Location identification listing

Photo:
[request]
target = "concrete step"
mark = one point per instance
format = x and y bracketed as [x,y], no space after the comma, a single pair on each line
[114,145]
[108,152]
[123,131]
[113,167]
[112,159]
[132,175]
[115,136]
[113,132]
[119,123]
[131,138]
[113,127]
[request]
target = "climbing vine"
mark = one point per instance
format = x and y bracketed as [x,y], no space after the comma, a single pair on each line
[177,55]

* * *

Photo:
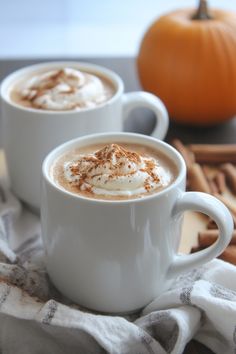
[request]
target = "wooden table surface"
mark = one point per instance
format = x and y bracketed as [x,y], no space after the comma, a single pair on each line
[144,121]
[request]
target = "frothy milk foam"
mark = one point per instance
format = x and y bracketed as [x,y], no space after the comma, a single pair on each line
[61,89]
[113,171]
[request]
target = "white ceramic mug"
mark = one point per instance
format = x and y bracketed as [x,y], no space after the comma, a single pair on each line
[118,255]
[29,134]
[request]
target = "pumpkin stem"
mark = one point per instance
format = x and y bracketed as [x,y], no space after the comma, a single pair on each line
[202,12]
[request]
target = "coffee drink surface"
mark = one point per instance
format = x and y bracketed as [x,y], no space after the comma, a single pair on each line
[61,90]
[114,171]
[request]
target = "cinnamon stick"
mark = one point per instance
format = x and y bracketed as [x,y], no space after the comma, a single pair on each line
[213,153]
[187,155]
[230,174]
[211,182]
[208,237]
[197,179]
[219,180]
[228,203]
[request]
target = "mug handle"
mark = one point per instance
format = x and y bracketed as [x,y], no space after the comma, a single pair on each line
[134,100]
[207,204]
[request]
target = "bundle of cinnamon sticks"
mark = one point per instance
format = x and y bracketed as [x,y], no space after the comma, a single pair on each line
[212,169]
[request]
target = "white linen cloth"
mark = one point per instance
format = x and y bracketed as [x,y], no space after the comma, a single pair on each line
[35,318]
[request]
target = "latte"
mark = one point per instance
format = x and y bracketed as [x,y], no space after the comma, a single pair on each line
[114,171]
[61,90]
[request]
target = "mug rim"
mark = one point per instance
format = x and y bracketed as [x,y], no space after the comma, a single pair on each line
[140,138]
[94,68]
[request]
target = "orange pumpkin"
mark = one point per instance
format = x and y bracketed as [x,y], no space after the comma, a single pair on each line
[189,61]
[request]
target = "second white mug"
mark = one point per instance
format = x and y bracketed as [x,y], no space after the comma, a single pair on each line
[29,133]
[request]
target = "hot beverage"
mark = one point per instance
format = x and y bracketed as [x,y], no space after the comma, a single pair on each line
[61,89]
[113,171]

What you are asked to do
Return every line of the listing above that contains the string "surface", and treat case as significant.

Task output
target = "wooden table surface"
target = "coffee drink surface"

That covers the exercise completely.